» **PROVIDED TEXT**:
..........

Seasonal Employment Permit (SEP)

A short-term permit introduced by the Employment Permits Act 2024 allowing a non-EEA national to work in a seasonally recurrent job for up to 7 months per calendar year.

Designed for sectors with predictable seasonal peaks, the SEP is renewable across multiple years for the same season, and permit holders can transfer between approved seasonal employers via a simplified notification. It launched as a pilot in horticulture, but seasonal hotels and coastal hospitality businesses should watch its expansion closely — it could solve the summer staffing crunch without committing to year-round permits. Note: employers must be pre-registered as an Approved Seasonal Employer, and the scheme includes accommodation and health insurance requirements.

Frequently Asked Questions

Do seasonal workers get accommodation under the permit scheme?

The scheme includes conditions around accommodation and health insurance arrangements for permit holders. Employers should factor housing into the cost model from the outset — in most seasonal locations, whether you can house the worker is a bigger practical constraint than the permit itself.

Can hotels and restaurants use the Seasonal Employment Permit?

..........

» **DATASET**:
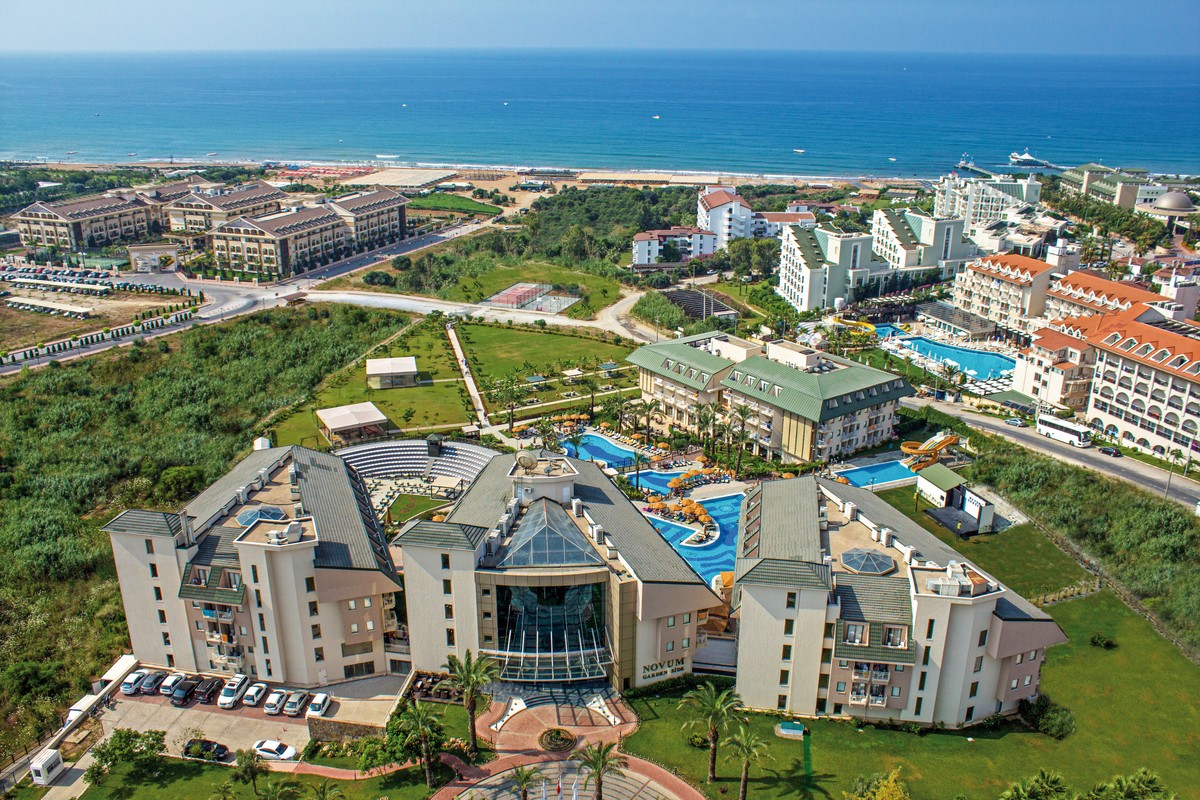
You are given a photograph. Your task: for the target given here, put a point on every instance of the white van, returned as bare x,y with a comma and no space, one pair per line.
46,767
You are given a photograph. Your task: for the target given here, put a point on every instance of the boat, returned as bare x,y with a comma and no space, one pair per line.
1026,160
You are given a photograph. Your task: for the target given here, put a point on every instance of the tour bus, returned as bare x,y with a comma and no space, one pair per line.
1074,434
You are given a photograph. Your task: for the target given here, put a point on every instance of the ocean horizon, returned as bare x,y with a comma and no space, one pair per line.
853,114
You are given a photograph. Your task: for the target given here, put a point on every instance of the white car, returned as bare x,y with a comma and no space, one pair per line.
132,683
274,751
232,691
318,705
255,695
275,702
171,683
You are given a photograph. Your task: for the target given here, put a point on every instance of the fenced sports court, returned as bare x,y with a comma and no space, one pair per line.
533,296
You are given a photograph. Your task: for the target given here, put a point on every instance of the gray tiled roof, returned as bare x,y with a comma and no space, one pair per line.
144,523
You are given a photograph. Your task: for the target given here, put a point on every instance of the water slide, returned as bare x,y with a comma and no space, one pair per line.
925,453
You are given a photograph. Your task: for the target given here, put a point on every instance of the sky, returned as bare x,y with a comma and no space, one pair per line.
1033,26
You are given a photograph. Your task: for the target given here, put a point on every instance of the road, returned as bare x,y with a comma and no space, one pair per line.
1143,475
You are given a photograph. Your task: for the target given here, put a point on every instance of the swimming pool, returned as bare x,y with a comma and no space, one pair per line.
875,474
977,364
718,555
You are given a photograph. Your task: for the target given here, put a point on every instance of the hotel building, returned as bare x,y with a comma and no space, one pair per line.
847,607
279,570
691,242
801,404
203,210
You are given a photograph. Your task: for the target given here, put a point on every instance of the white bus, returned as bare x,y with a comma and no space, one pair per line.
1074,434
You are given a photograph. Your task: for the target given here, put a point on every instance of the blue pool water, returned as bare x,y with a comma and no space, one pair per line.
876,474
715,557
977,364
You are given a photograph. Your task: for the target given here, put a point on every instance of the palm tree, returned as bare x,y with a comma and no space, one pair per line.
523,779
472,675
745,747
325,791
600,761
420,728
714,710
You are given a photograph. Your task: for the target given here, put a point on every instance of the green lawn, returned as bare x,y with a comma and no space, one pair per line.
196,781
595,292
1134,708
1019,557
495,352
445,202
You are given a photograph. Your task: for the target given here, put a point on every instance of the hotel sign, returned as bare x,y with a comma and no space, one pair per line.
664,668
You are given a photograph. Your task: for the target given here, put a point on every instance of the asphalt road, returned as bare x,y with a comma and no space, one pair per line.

..........

» **WHAT YOU NEED TO DO**:
**1)** Reproduce the Seasonal Employment Permit text from "Seasonal Employment Permit (SEP)" to "health insurance requirements.".
**2)** Carry on the Seasonal Employment Permit text from its final sentence.
The lines come from a separate source unrelated to the permit text.

» **RESPONSES IN ORDER**:
**1)**
Seasonal Employment Permit (SEP)

A short-term permit introduced by the Employment Permits Act 2024 allowing a non-EEA national to work in a seasonally recurrent job for up to 7 months per calendar year.

Designed for sectors with predictable seasonal peaks, the SEP is renewable across multiple years for the same season, and permit holders can transfer between approved seasonal employers via a simplified notification. It launched as a pilot in horticulture, but seasonal hotels and coastal hospitality businesses should watch its expansion closely — it could solve the summer staffing crunch without committing to year-round permits. Note: employers must be pre-registered as an Approved Seasonal Employer, and the scheme includes accommodation and health insurance requirements.

**2)**
The scheme launched as a limited pilot in the horticulture sector, with the eligible sectors set out in regulations rather than the Act itself. That structure means it can expand without new legislation, and seasonal tourism and hospitality are obvious candidates. Check the current list of eligible sectors with the Department of Enterprise, Trade and Employment before building it into your staffing plan.

How long can someone work on a Seasonal Employment Permit?

A maximum of seven months per calendar year in a seasonally recurrent employment. The permit is renewable across multiple years for the same season, so a reliable worker can return summer after summer — a genuine advantage for seasonal hotels and visitor businesses that previously lost trained staff every autumn.